Top of Records to process

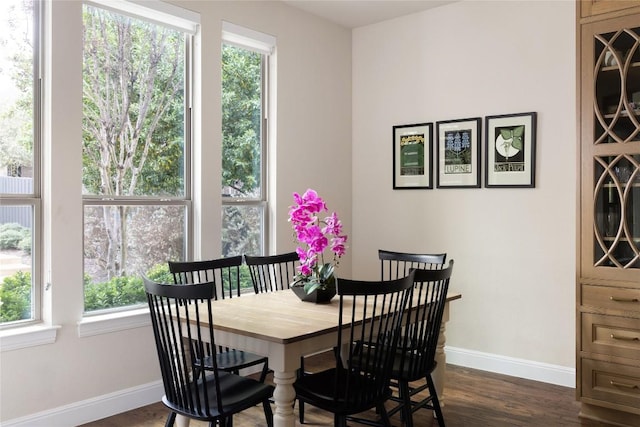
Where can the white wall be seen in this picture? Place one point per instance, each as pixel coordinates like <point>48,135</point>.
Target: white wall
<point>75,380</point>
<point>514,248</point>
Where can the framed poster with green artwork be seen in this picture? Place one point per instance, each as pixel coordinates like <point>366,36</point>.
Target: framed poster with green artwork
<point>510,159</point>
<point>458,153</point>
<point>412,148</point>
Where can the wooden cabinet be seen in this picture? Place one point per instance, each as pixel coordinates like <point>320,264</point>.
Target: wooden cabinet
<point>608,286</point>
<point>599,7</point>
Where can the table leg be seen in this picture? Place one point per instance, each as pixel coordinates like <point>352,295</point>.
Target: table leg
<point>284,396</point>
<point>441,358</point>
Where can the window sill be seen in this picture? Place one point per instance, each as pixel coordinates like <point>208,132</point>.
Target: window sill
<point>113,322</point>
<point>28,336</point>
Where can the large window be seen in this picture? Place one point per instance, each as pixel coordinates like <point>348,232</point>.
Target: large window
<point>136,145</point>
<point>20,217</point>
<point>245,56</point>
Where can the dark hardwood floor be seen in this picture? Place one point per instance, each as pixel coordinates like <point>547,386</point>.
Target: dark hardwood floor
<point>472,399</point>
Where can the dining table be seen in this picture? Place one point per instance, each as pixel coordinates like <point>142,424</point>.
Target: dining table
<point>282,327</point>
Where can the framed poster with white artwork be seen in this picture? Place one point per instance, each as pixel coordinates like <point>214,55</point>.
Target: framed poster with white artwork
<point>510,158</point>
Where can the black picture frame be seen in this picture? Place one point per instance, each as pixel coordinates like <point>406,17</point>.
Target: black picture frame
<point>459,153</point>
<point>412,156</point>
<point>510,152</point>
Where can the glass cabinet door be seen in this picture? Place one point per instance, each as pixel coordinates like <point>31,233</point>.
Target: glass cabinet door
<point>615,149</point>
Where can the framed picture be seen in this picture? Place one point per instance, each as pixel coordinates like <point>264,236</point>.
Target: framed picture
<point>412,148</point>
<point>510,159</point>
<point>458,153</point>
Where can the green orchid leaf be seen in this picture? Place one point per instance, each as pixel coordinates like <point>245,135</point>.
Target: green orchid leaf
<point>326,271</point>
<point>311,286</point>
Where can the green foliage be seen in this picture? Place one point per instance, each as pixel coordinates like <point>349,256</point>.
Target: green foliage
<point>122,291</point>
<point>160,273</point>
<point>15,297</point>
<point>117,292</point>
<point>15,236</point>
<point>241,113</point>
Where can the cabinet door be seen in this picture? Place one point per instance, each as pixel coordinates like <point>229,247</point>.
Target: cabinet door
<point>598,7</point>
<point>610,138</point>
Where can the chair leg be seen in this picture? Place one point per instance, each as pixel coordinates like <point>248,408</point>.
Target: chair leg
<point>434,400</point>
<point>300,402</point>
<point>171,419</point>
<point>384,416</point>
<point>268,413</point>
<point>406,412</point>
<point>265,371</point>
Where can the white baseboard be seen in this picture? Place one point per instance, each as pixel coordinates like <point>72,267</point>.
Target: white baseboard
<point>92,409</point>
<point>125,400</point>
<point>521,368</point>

Bottom of Records to process
Top of Records to process

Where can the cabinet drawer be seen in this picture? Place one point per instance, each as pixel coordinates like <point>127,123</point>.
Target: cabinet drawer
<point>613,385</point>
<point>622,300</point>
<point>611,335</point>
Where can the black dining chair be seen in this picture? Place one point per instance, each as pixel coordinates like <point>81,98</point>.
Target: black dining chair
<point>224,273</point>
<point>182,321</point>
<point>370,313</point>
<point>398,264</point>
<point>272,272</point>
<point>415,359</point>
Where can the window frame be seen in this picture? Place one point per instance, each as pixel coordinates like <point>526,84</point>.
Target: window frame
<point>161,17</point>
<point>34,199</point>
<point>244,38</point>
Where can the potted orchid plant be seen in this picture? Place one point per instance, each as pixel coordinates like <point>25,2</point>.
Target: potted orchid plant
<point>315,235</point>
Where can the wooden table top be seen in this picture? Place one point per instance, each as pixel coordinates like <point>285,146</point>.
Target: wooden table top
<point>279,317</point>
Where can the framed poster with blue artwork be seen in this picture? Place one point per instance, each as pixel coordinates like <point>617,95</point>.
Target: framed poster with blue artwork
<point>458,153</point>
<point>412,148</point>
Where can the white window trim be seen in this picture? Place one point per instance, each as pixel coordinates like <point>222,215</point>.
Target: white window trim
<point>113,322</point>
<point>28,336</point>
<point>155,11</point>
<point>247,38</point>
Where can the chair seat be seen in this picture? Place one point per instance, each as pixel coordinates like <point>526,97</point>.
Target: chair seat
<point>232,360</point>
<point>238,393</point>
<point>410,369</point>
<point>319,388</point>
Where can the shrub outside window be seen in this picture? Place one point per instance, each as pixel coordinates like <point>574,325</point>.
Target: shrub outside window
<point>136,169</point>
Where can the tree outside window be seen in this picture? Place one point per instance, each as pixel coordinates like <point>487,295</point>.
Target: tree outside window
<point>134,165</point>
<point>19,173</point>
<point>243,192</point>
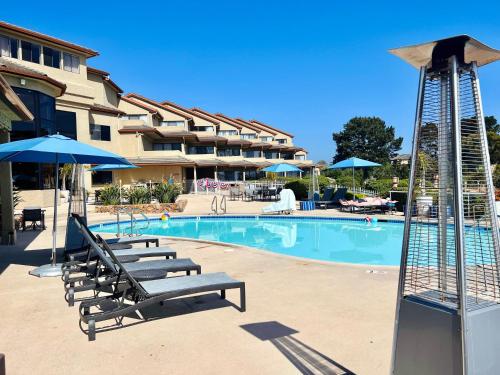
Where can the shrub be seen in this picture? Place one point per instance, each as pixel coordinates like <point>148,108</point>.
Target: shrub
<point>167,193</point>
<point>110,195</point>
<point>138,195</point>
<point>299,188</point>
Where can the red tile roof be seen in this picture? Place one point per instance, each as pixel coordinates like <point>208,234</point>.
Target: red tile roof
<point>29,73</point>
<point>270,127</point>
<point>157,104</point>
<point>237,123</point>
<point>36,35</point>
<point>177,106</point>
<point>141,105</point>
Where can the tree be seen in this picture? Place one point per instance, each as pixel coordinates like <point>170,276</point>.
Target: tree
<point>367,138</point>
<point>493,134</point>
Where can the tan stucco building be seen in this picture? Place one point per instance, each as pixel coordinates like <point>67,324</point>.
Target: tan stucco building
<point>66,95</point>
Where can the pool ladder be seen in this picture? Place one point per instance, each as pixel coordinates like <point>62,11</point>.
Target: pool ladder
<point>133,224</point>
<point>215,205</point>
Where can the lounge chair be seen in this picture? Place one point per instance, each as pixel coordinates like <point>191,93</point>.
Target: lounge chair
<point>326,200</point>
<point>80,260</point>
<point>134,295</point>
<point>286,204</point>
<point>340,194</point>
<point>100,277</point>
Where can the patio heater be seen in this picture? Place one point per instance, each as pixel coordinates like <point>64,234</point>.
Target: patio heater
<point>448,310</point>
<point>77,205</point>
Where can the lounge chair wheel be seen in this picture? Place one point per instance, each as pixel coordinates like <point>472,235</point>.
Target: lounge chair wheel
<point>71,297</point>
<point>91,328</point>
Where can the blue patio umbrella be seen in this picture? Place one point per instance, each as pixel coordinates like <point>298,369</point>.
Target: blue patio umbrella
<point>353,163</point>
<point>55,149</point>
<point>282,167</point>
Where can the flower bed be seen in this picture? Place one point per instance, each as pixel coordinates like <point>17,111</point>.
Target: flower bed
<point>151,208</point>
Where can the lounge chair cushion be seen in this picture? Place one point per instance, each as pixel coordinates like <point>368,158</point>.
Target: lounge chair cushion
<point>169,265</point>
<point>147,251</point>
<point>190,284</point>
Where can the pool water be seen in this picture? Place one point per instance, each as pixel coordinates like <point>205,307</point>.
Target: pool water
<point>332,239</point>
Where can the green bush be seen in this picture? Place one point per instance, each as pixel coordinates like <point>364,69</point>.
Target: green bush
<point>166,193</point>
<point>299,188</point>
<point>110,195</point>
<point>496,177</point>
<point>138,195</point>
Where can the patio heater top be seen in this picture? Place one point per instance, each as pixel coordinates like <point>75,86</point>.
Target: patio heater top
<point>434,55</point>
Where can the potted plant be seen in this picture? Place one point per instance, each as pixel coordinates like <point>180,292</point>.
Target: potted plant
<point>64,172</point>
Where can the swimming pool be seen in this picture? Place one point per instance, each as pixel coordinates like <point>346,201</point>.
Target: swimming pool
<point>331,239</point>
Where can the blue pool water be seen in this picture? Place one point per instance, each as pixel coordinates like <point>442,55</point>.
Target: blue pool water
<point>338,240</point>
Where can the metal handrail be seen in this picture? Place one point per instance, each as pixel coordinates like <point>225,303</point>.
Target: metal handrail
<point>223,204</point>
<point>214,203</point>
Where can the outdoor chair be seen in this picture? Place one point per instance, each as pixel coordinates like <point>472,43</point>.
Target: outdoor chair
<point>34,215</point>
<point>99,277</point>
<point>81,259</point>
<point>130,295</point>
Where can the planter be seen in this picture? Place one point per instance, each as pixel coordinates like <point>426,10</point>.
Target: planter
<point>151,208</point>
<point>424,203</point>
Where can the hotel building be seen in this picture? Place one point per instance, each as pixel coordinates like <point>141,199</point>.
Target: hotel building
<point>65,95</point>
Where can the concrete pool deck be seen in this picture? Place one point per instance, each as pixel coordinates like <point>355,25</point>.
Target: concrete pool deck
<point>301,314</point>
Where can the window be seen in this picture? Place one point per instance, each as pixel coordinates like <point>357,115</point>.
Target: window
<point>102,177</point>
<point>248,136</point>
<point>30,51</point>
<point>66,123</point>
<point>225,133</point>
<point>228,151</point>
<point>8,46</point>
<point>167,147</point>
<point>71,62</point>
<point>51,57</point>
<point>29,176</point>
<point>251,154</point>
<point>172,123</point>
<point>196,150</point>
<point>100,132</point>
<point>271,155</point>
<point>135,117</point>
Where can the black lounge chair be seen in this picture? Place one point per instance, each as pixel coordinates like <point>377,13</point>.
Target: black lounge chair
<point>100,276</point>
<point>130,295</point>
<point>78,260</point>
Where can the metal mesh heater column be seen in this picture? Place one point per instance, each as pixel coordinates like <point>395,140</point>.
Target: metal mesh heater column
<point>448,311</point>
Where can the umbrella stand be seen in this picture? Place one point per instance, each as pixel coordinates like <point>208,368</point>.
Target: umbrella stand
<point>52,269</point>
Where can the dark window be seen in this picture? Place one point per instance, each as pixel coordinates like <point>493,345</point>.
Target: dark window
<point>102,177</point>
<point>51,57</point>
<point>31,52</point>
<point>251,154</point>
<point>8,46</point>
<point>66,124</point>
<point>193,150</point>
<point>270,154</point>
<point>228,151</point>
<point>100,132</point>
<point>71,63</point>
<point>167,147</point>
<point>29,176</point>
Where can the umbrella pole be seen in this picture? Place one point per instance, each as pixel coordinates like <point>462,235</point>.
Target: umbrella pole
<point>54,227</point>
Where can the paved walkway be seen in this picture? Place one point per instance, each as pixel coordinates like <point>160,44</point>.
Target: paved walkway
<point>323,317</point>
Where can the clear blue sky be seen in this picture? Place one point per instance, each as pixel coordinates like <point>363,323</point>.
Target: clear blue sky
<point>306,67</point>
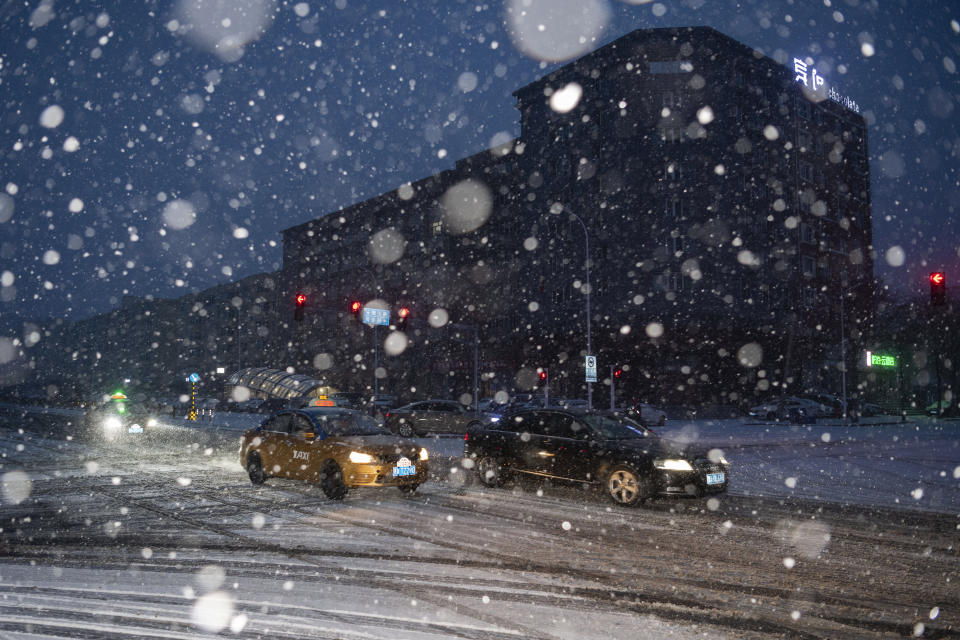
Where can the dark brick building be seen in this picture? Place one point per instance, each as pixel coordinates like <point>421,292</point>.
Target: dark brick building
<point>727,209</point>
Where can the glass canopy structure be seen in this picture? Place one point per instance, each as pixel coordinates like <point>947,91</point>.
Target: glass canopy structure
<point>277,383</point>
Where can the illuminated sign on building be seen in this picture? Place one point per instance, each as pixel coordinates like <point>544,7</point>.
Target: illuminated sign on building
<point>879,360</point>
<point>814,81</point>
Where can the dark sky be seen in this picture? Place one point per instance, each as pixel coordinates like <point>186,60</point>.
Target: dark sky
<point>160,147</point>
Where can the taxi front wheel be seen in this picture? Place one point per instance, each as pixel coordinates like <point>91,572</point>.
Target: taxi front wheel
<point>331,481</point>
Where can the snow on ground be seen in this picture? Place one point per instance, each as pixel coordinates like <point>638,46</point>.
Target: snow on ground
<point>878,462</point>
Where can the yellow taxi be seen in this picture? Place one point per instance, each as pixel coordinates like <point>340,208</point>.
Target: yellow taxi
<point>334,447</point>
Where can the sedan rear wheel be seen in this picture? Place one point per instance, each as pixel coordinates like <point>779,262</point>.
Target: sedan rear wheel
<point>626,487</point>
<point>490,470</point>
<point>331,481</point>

Bottom of Records to process

Work instructions
Would you retype exactly the lines above, from the line with "Where can the white wall" to the line with "Where can the framed poster with green", with both end lines kept and nothing more?

Output for this exercise
Where can the white wall be seen in this picture? Place one point per instance, each as pixel coordinates like <point>48,135</point>.
Target: white wall
<point>75,380</point>
<point>514,248</point>
Where can the framed poster with green artwork be seen in this picture? Place one point per instance, each as pixel coordinates like <point>366,36</point>.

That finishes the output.